What you will do: Please list every line in the rows below that contains the word "woman", copying each such line in full. Match case exactly.

Records shown:
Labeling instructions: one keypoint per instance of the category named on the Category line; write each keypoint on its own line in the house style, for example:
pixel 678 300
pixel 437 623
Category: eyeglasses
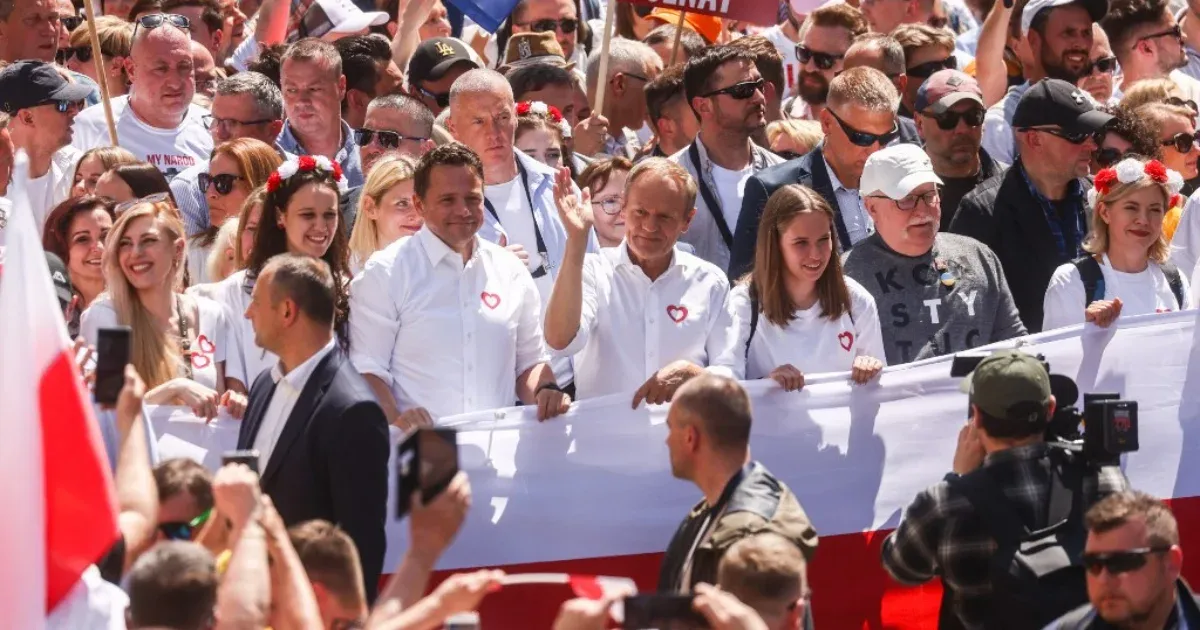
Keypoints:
pixel 822 60
pixel 222 183
pixel 862 138
pixel 544 25
pixel 1119 562
pixel 739 91
pixel 927 70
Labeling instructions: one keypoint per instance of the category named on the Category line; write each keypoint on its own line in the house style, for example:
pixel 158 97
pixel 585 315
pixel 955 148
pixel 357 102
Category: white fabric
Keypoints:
pixel 172 150
pixel 287 391
pixel 1146 292
pixel 810 342
pixel 208 352
pixel 630 327
pixel 447 336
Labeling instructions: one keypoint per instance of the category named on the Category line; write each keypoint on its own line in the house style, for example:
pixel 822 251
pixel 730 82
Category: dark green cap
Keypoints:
pixel 1009 384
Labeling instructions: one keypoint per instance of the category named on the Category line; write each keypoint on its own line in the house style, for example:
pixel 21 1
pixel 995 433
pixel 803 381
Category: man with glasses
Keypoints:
pixel 1033 216
pixel 861 119
pixel 949 118
pixel 1133 562
pixel 245 106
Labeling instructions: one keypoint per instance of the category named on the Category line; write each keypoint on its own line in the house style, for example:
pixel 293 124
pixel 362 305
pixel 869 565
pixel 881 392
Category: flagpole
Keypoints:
pixel 101 75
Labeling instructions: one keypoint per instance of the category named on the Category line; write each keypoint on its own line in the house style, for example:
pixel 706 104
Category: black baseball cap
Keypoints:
pixel 433 58
pixel 1057 102
pixel 27 84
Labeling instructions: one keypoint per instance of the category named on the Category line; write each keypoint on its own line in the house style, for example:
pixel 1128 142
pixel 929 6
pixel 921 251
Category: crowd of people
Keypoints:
pixel 327 217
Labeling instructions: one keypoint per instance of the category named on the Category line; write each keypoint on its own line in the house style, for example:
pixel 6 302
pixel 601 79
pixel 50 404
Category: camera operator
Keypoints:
pixel 949 533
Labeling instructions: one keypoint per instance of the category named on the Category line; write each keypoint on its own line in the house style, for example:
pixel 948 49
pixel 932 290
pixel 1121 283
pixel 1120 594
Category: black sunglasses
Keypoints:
pixel 1119 562
pixel 739 91
pixel 862 138
pixel 822 60
pixel 222 183
pixel 927 70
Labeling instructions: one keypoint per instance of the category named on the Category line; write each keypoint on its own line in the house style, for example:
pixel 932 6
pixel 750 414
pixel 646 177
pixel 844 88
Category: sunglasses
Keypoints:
pixel 822 60
pixel 927 70
pixel 222 183
pixel 862 138
pixel 739 91
pixel 1119 562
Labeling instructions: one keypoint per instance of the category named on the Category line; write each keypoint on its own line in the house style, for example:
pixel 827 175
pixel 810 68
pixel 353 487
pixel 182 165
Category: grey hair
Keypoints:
pixel 867 88
pixel 267 95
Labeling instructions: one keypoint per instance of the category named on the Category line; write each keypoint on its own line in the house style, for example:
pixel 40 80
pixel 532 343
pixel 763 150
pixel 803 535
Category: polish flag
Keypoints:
pixel 58 491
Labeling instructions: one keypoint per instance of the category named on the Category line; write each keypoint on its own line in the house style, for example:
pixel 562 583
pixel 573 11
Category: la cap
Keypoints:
pixel 1009 384
pixel 897 171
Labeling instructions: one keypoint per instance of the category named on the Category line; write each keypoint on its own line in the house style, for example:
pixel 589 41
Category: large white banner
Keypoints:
pixel 597 483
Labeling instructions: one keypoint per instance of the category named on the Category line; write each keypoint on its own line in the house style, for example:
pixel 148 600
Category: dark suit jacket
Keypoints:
pixel 331 459
pixel 1003 215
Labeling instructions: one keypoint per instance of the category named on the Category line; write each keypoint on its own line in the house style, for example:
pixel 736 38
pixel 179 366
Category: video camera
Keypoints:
pixel 1102 432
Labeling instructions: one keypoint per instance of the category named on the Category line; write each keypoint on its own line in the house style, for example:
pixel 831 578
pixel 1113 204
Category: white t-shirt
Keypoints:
pixel 810 342
pixel 208 351
pixel 171 150
pixel 1146 292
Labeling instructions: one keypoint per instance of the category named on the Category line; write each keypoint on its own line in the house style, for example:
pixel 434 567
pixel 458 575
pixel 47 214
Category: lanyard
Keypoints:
pixel 537 232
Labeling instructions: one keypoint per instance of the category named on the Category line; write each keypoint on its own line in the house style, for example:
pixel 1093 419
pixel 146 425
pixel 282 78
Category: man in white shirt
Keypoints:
pixel 156 121
pixel 729 95
pixel 444 322
pixel 642 316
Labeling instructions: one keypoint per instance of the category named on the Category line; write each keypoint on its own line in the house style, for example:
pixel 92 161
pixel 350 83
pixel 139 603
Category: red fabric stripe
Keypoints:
pixel 81 502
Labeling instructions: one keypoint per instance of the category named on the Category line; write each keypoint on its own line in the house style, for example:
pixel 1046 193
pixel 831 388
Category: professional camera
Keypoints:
pixel 1107 427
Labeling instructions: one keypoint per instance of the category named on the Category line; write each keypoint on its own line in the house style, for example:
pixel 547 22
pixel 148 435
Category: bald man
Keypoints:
pixel 708 437
pixel 156 121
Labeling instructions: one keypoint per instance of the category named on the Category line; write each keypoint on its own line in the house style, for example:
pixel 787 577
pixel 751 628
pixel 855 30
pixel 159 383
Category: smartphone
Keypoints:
pixel 665 612
pixel 113 348
pixel 249 457
pixel 426 461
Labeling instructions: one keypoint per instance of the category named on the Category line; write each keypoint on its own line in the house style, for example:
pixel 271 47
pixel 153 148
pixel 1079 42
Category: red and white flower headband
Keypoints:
pixel 305 163
pixel 1131 171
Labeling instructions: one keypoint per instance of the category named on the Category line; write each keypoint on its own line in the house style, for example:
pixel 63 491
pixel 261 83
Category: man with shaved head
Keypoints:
pixel 708 437
pixel 156 121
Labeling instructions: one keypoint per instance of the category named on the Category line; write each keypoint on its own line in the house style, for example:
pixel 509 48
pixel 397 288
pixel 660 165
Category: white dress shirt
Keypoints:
pixel 631 327
pixel 447 336
pixel 287 391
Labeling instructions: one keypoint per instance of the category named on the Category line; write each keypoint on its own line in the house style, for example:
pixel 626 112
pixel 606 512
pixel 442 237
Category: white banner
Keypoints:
pixel 597 481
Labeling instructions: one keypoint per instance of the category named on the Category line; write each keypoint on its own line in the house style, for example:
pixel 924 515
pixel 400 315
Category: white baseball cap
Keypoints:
pixel 897 171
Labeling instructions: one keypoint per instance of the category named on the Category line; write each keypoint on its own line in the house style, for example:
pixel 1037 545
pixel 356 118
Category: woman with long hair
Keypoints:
pixel 300 216
pixel 178 341
pixel 385 210
pixel 1126 271
pixel 796 312
pixel 235 168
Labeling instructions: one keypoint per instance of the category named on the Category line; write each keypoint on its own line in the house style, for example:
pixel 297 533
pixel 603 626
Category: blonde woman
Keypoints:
pixel 385 211
pixel 179 341
pixel 1127 271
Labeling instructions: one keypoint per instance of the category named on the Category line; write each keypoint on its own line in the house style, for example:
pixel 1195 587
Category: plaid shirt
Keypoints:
pixel 942 535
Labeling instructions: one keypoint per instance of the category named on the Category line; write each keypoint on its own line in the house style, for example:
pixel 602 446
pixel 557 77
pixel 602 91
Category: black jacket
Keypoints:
pixel 1003 215
pixel 330 461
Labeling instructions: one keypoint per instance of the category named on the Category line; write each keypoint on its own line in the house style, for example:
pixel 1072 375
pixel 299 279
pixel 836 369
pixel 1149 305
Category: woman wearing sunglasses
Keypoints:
pixel 1127 273
pixel 178 341
pixel 385 210
pixel 235 168
pixel 796 313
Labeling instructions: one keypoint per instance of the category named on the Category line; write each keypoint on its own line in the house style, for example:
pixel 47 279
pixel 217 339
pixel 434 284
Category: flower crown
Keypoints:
pixel 1131 171
pixel 301 165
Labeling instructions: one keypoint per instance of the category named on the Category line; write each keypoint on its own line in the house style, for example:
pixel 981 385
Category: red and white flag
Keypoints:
pixel 58 491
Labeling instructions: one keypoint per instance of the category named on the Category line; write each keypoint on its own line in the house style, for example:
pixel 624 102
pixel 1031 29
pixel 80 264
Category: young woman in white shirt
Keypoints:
pixel 178 341
pixel 1129 202
pixel 810 318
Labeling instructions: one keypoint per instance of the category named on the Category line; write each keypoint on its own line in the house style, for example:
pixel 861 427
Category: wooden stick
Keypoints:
pixel 101 75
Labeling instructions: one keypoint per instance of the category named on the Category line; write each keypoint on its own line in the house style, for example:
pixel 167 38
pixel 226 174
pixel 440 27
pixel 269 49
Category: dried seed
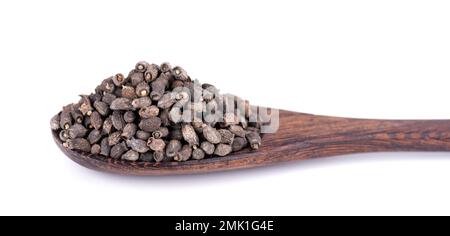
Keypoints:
pixel 129 117
pixel 118 150
pixel 96 120
pixel 150 125
pixel 158 156
pixel 146 157
pixel 189 135
pixel 108 98
pixel 117 120
pixel 96 149
pixel 254 140
pixel 79 144
pixel 208 148
pixel 107 125
pixel 156 144
pixel 148 112
pixel 130 156
pixel 114 138
pixel 105 148
pixel 121 104
pixel 198 154
pixel 63 135
pixel 54 122
pixel 141 66
pixel 138 145
pixel 141 102
pixel 77 131
pixel 173 147
pixel 128 92
pixel 227 136
pixel 151 73
pixel 65 120
pixel 118 80
pixel 223 150
pixel 211 134
pixel 102 108
pixel 161 133
pixel 239 144
pixel 142 89
pixel 142 135
pixel 180 74
pixel 238 131
pixel 184 154
pixel 94 136
pixel 129 130
pixel 85 105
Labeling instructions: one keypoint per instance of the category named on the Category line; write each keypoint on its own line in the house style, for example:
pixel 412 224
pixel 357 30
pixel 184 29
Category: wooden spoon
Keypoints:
pixel 300 137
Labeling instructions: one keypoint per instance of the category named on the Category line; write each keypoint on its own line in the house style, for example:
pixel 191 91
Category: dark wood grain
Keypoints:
pixel 300 137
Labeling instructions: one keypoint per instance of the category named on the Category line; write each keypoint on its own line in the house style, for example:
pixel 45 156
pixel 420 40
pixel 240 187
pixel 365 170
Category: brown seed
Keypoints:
pixel 54 122
pixel 96 149
pixel 121 104
pixel 148 112
pixel 64 135
pixel 118 150
pixel 117 120
pixel 108 98
pixel 141 102
pixel 114 138
pixel 119 80
pixel 105 148
pixel 79 144
pixel 184 154
pixel 129 130
pixel 129 117
pixel 107 125
pixel 128 92
pixel 161 133
pixel 136 77
pixel 150 125
pixel 65 119
pixel 143 89
pixel 141 66
pixel 156 144
pixel 180 74
pixel 130 156
pixel 239 143
pixel 101 107
pixel 146 157
pixel 238 131
pixel 208 148
pixel 77 131
pixel 211 134
pixel 85 105
pixel 165 67
pixel 158 156
pixel 198 154
pixel 189 135
pixel 94 136
pixel 96 120
pixel 138 145
pixel 142 135
pixel 173 147
pixel 223 150
pixel 227 136
pixel 151 73
pixel 254 139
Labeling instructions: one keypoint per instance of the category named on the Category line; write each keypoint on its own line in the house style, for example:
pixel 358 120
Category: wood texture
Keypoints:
pixel 300 137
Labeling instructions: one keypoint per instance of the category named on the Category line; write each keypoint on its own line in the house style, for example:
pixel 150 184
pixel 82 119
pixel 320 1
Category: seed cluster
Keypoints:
pixel 157 113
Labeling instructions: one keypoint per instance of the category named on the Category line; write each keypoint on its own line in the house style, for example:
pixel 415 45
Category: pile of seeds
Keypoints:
pixel 157 113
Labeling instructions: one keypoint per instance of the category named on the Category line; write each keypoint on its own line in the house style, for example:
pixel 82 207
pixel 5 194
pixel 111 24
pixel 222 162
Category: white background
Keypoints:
pixel 371 59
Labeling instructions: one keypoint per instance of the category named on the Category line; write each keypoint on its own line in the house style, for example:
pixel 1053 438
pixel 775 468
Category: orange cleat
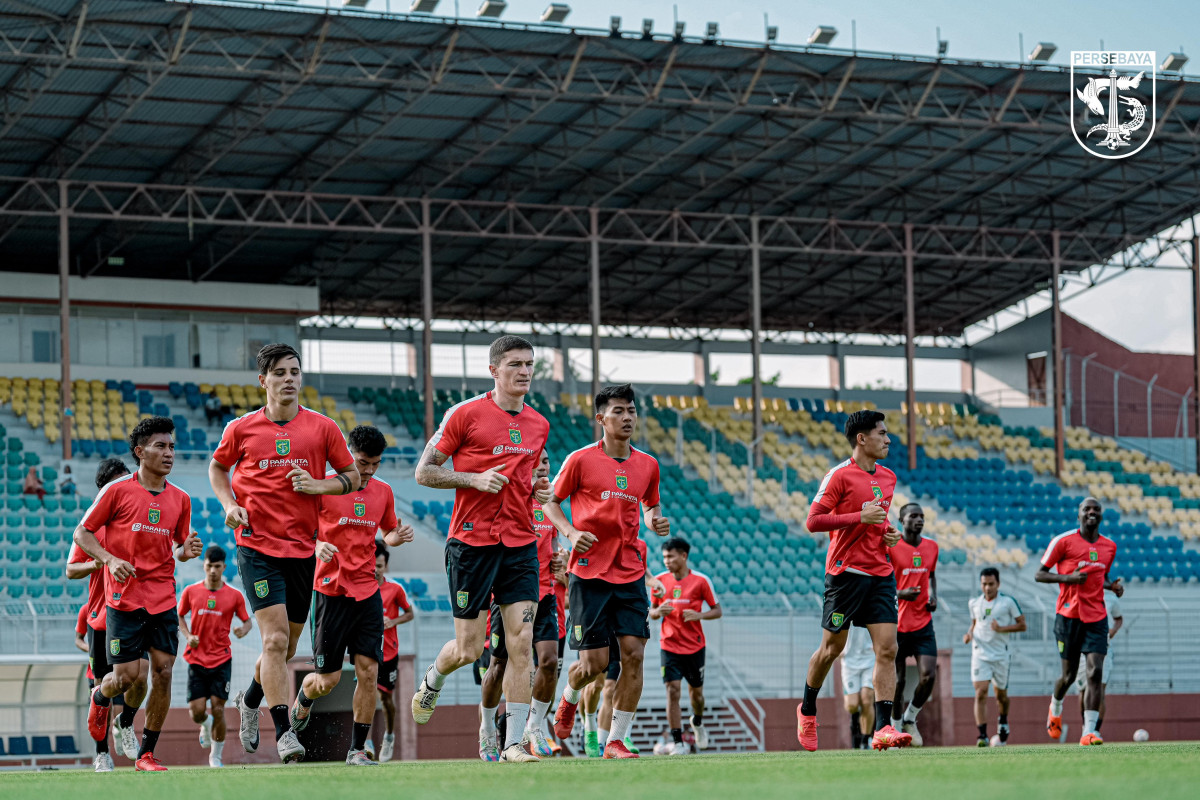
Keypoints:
pixel 807 731
pixel 888 737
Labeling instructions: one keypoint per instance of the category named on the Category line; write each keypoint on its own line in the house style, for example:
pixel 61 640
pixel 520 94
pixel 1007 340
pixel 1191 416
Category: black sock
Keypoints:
pixel 809 704
pixel 282 723
pixel 360 734
pixel 882 714
pixel 253 697
pixel 149 739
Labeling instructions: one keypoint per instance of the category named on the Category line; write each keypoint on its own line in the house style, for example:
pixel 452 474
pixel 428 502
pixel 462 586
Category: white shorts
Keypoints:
pixel 996 671
pixel 856 680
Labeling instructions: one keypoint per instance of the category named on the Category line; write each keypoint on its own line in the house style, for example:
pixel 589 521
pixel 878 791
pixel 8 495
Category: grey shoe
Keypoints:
pixel 291 750
pixel 247 723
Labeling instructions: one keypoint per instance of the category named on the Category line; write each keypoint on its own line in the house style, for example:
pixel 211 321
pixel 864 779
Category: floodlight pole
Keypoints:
pixel 910 346
pixel 1056 334
pixel 427 313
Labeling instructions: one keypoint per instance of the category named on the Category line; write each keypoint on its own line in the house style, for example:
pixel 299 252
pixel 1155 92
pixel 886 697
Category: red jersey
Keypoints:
pixel 213 613
pixel 546 535
pixel 846 489
pixel 261 453
pixel 395 600
pixel 95 607
pixel 678 636
pixel 605 497
pixel 349 522
pixel 1083 601
pixel 915 566
pixel 479 434
pixel 141 528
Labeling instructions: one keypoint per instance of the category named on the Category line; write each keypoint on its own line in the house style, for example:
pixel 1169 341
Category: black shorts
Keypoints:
pixel 1075 637
pixel 916 643
pixel 273 581
pixel 342 625
pixel 859 599
pixel 545 626
pixel 387 679
pixel 603 611
pixel 132 633
pixel 480 576
pixel 204 683
pixel 684 666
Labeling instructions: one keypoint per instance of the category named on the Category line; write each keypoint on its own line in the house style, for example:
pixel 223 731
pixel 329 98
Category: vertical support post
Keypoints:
pixel 910 344
pixel 756 337
pixel 427 313
pixel 1059 372
pixel 594 292
pixel 65 316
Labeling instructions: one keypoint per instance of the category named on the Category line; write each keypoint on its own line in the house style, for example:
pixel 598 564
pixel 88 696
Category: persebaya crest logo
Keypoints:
pixel 1113 113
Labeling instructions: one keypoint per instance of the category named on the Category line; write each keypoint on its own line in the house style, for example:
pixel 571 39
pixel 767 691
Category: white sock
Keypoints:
pixel 519 715
pixel 537 713
pixel 621 722
pixel 435 679
pixel 489 719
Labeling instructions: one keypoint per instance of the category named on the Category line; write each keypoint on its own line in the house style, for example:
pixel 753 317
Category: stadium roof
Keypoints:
pixel 293 145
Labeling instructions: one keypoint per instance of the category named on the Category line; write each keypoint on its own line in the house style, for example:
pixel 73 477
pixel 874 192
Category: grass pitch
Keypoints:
pixel 1063 773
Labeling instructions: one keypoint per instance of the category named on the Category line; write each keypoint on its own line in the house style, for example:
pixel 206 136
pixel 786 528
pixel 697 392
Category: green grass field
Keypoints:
pixel 1063 773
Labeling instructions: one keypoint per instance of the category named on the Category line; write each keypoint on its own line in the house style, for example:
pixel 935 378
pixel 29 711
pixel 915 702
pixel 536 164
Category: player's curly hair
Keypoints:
pixel 147 428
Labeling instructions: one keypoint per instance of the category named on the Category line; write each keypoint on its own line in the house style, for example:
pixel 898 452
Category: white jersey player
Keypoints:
pixel 994 619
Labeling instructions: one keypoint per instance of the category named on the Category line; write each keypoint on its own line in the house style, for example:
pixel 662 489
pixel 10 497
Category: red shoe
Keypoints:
pixel 564 719
pixel 97 719
pixel 148 763
pixel 1054 727
pixel 888 737
pixel 616 749
pixel 807 731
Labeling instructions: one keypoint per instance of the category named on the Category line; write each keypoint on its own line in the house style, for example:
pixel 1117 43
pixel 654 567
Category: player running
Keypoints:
pixel 858 687
pixel 606 482
pixel 396 611
pixel 915 560
pixel 682 638
pixel 213 605
pixel 994 618
pixel 1081 561
pixel 142 516
pixel 274 456
pixel 81 565
pixel 347 601
pixel 491 552
pixel 852 505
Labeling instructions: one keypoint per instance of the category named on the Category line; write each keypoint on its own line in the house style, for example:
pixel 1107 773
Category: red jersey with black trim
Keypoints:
pixel 213 613
pixel 691 593
pixel 1068 552
pixel 349 522
pixel 913 567
pixel 849 488
pixel 395 602
pixel 261 453
pixel 479 434
pixel 143 529
pixel 606 498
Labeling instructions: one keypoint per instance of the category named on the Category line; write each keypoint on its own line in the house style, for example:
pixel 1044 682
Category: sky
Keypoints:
pixel 976 30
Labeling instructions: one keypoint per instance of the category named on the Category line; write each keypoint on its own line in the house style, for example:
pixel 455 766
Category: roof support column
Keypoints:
pixel 65 314
pixel 1056 335
pixel 756 337
pixel 910 346
pixel 427 313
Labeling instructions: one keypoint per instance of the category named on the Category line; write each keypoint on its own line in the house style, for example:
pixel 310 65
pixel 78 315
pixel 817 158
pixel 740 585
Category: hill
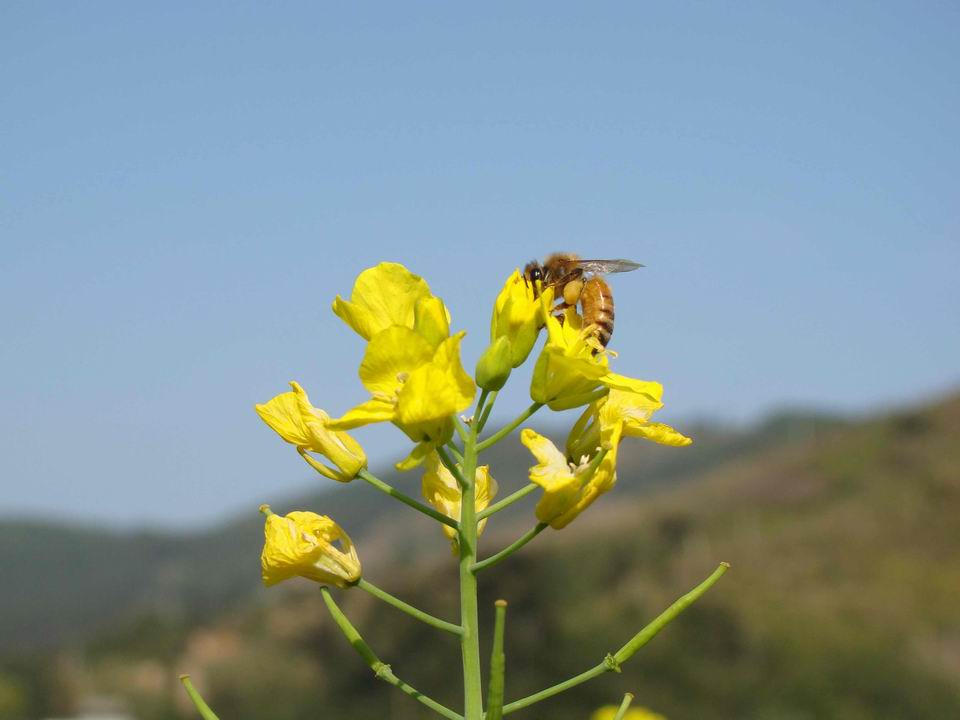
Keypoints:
pixel 75 580
pixel 841 602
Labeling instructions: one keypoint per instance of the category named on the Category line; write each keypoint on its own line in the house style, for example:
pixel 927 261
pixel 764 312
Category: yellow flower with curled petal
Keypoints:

Response to the exercise:
Category: woman with long hair
Category: blonde woman
Category: woman wearing sunglasses
Category: young woman in white shirt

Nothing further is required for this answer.